SHOPWELL OF PLAINVILLE, INC.

INTO

TRADEWELL FOODS OF CONN., INC.

 

 

 

1. The name of the surviving corporation in the merger is

TRADEWELL FOODS OF CONN., INC.

 

2. The Plan of Merger is as follows:

 

  (a) From and after the effective date of the merger hereinafter set forth, all of the property, whether real, personal or mixed, of the said SHOPWELL OF PLAINVILLE, INC. and all debts due it on whatever account, shall be the property of the continuing corporation; and all debts, liabilities and duties of the said SHOPWELL OF PLAINVILLE, INC. shall thenceforth be the obligations of the continuing corporation.

 

  (b) In consideration of the aforesaid assumption by the continuing corporation of the debts, liabilities and duties of SHOPWELL OF PLAINVILLE, INC., the certificates of stock of SHOPWELL OF PLAINVILLE, INC. shall be surrendered and cancelled, and the stockholders of the said SHOPWELL OF PLAINVILLE, INC. shall not be entitled to any interest whatever in any of the capital stock of the continuing corporation, nor to any compensation of any nature whatever for the stock so surrendered by them.

> _Stored data_:
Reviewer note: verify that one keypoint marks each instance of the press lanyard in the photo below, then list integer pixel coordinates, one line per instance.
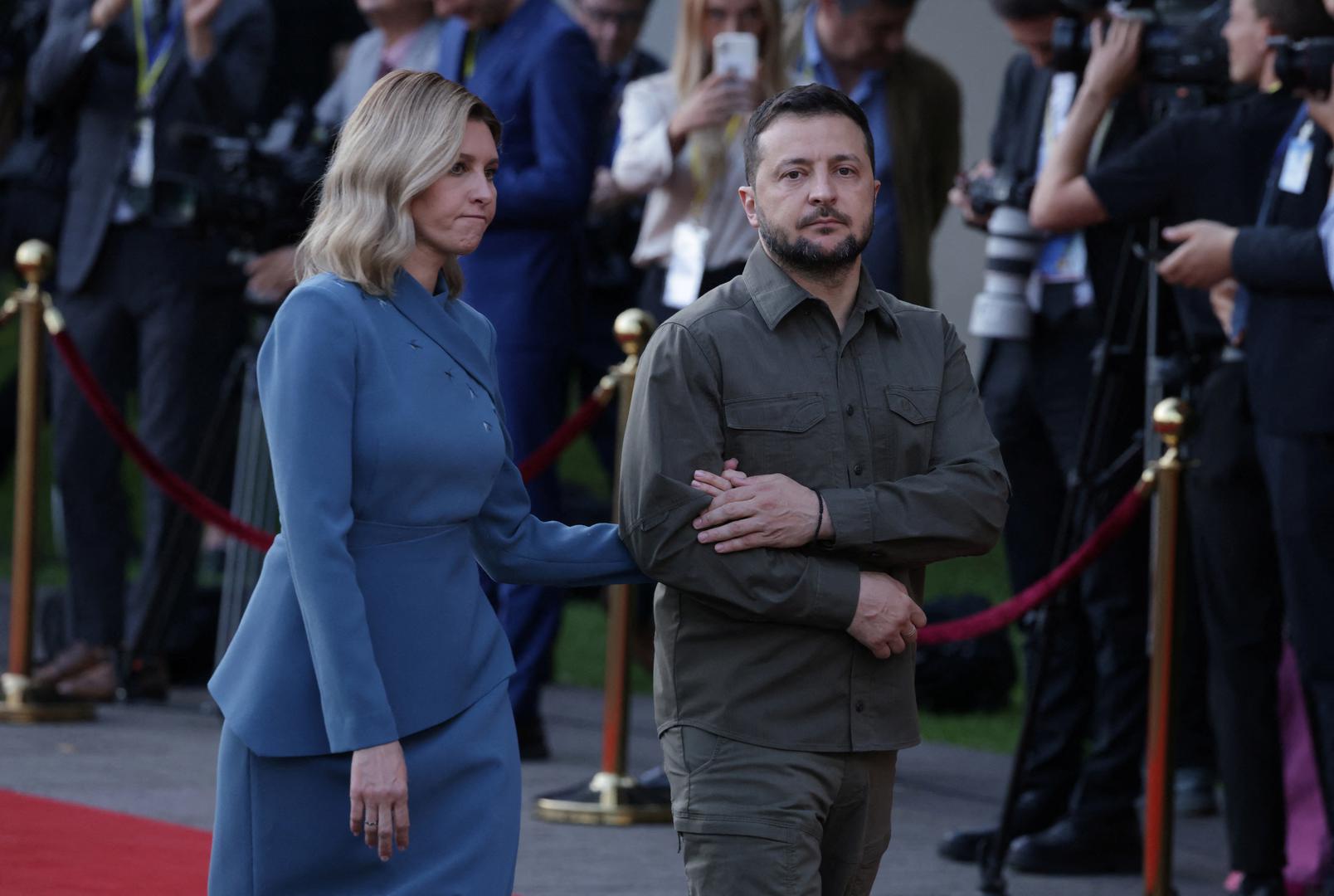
(153, 59)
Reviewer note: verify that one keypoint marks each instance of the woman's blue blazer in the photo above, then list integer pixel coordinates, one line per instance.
(394, 481)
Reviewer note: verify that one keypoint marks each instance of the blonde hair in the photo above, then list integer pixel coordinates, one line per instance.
(401, 139)
(693, 61)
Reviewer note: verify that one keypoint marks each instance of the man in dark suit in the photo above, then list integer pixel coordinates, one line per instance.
(538, 71)
(140, 287)
(611, 228)
(1273, 294)
(1082, 771)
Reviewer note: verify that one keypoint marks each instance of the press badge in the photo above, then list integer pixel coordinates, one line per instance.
(142, 155)
(686, 270)
(1297, 162)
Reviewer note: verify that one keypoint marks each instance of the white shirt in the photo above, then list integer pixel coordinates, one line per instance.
(645, 164)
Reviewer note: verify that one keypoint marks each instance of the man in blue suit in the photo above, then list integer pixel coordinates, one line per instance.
(537, 70)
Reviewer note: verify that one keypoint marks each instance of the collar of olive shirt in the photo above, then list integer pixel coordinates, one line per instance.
(776, 294)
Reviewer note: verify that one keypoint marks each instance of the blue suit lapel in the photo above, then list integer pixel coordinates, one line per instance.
(438, 320)
(454, 33)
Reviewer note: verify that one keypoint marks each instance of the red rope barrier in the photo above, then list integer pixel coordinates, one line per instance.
(167, 480)
(541, 460)
(197, 504)
(1005, 614)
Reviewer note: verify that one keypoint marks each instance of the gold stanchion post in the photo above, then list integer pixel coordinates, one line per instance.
(1171, 421)
(614, 796)
(34, 261)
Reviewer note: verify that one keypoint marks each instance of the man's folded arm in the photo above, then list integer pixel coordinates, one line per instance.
(675, 428)
(954, 509)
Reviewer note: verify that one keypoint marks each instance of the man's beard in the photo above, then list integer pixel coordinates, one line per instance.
(806, 257)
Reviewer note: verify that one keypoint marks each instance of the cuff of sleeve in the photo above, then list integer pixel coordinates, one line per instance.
(850, 515)
(840, 586)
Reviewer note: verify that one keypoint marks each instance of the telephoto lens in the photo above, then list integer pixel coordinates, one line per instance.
(1000, 309)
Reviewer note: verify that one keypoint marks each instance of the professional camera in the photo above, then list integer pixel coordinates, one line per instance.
(254, 190)
(1182, 41)
(1303, 64)
(1000, 188)
(1000, 309)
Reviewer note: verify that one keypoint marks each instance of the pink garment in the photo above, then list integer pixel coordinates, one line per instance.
(1307, 834)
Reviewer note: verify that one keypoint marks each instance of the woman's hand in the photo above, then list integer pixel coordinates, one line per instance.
(379, 796)
(713, 101)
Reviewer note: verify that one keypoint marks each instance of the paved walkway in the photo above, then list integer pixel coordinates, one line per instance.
(159, 762)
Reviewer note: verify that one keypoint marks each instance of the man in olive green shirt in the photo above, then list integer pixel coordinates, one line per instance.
(787, 607)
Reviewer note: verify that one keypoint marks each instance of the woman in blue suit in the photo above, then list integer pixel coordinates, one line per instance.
(368, 656)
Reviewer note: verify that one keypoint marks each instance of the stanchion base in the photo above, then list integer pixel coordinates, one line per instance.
(17, 709)
(606, 799)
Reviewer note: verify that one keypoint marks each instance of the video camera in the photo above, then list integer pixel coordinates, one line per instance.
(1182, 43)
(252, 190)
(1303, 64)
(1000, 309)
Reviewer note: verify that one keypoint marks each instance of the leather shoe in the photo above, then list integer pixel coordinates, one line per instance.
(1081, 847)
(1262, 885)
(1033, 811)
(95, 684)
(68, 663)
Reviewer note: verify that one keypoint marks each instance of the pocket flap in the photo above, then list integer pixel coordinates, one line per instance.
(914, 403)
(737, 827)
(781, 414)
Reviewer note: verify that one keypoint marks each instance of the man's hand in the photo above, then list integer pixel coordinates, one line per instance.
(272, 275)
(1114, 56)
(886, 616)
(199, 28)
(1204, 257)
(959, 193)
(1321, 108)
(1222, 299)
(758, 511)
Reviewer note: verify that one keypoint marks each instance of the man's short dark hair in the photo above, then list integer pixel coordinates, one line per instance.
(803, 101)
(1297, 19)
(1026, 10)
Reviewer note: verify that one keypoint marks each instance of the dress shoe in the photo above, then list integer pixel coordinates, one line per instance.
(95, 684)
(1033, 811)
(1193, 794)
(70, 661)
(1081, 847)
(1262, 885)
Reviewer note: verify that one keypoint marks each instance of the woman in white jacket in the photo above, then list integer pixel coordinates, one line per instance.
(680, 143)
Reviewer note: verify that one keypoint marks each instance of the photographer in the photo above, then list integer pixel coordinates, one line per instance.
(144, 295)
(1210, 164)
(1283, 305)
(1077, 803)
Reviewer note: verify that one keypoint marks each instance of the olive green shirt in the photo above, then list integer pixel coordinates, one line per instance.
(884, 419)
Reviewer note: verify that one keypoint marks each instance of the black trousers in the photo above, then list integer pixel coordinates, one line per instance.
(1090, 715)
(1299, 474)
(1242, 608)
(146, 324)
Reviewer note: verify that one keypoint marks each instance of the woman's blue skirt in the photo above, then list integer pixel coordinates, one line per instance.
(282, 823)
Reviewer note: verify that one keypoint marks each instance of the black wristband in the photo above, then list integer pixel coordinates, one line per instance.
(820, 515)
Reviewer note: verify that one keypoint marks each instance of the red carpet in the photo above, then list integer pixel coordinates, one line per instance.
(54, 848)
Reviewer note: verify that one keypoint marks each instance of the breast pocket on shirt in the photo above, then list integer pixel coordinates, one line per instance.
(777, 434)
(908, 427)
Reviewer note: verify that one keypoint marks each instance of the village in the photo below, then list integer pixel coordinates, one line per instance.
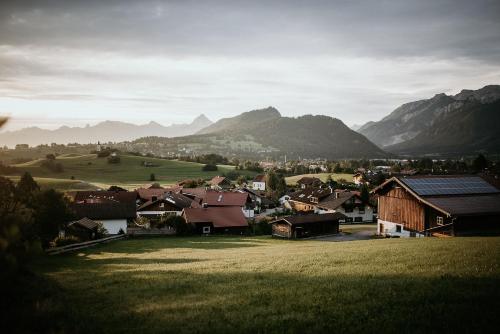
(402, 206)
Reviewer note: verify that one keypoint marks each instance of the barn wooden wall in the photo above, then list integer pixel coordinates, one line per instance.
(398, 206)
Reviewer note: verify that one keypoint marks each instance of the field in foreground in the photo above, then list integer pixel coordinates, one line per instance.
(233, 284)
(129, 172)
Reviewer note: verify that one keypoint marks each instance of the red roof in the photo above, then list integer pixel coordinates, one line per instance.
(225, 198)
(216, 180)
(146, 194)
(259, 178)
(218, 216)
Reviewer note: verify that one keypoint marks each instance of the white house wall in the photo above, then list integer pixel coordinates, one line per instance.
(113, 226)
(259, 186)
(390, 229)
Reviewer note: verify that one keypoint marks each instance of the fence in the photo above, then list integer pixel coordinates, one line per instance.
(81, 245)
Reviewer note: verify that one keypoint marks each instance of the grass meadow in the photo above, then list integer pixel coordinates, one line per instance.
(129, 173)
(259, 284)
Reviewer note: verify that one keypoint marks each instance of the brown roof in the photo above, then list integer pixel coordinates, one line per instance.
(218, 216)
(216, 180)
(178, 201)
(225, 198)
(464, 202)
(85, 223)
(105, 205)
(308, 180)
(146, 194)
(259, 178)
(311, 218)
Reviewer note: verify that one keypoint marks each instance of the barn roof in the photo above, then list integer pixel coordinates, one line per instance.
(105, 205)
(177, 200)
(259, 178)
(454, 195)
(468, 205)
(464, 185)
(85, 223)
(225, 198)
(311, 218)
(218, 216)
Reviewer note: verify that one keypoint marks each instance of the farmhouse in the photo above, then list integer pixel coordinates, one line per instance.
(259, 182)
(112, 209)
(306, 225)
(213, 220)
(327, 200)
(430, 205)
(308, 182)
(229, 199)
(84, 229)
(168, 204)
(220, 183)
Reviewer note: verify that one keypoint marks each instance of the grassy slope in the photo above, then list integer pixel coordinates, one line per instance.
(231, 284)
(128, 172)
(292, 180)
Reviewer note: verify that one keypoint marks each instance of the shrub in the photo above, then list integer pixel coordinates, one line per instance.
(64, 241)
(114, 159)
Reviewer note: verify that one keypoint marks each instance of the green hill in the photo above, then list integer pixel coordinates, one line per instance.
(130, 171)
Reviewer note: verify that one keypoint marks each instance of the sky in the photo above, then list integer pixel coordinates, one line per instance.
(80, 62)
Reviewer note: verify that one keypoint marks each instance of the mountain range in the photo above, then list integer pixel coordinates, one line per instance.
(467, 122)
(265, 133)
(107, 131)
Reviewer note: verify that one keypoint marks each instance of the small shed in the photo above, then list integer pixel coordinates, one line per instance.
(302, 226)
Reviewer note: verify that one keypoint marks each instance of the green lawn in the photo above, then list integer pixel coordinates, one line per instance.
(292, 180)
(233, 284)
(129, 172)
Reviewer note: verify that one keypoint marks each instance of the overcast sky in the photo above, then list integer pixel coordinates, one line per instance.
(79, 62)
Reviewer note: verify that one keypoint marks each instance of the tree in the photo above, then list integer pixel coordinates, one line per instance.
(365, 194)
(51, 212)
(26, 188)
(337, 169)
(209, 168)
(179, 224)
(480, 163)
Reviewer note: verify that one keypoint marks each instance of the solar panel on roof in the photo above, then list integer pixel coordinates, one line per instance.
(450, 186)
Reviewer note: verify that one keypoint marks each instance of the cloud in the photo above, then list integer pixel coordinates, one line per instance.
(355, 60)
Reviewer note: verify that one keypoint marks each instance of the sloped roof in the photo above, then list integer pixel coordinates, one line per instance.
(259, 178)
(104, 205)
(460, 185)
(225, 198)
(216, 180)
(147, 194)
(462, 201)
(85, 223)
(468, 205)
(308, 180)
(177, 200)
(218, 216)
(311, 218)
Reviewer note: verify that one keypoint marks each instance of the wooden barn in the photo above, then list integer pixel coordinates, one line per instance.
(307, 225)
(437, 205)
(216, 220)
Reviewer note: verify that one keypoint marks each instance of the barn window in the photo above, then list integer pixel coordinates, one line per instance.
(439, 220)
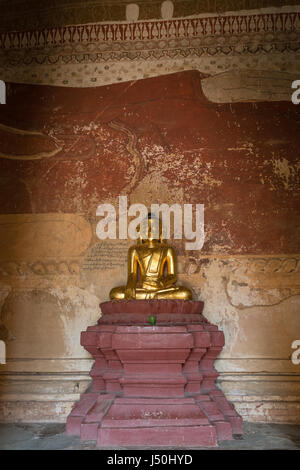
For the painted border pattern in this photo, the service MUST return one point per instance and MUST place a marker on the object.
(153, 30)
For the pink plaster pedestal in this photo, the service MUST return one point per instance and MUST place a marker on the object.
(153, 385)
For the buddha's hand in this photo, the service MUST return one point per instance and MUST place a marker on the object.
(169, 280)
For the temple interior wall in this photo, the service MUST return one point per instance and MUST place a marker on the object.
(190, 107)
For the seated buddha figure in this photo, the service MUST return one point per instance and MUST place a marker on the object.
(152, 269)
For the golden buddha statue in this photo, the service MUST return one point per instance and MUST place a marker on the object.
(152, 269)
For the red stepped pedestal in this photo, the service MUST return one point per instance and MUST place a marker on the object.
(153, 385)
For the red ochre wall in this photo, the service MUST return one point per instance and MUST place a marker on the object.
(64, 151)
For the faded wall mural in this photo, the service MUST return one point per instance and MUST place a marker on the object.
(189, 109)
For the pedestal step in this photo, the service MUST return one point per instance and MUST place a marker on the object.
(154, 385)
(190, 422)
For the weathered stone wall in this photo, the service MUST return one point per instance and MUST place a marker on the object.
(224, 134)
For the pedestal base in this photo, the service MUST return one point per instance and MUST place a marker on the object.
(154, 385)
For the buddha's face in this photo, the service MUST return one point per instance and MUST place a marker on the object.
(150, 230)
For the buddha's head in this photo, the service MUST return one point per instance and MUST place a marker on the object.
(151, 229)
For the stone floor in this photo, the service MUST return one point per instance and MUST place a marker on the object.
(51, 436)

> _Tasks for this exercise_:
(a) Can you translate this sentence from the merger document into Spanish: "The name of the surviving corporation in the merger is TRADEWELL FOODS OF CONN., INC."
(b) According to the merger document, what is to be done with the certificates of stock of SHOPWELL OF PLAINVILLE, INC.?
(c) Transcribe the part of the merger document that begins at the words "(a) From and" and stops after "the continuing corporation.".

> _Solutions by task_:
(a) El nombre de la corporación subsistente en la fusión es TRADEWELL FOODS OF CONN., INC.

(b) They are to be surrendered and cancelled.

(c)
(a) From and after the effective date of the merger hereinafter set forth, all of the property, whether real, personal or mixed, of the said SHOPWELL OF PLAINVILLE, INC. and all debts due it on whatever account, shall be the property of the continuing corporation; and all debts, liabilities and duties of the said SHOPWELL OF PLAINVILLE, INC. shall thenceforth be the obligations of the continuing corporation.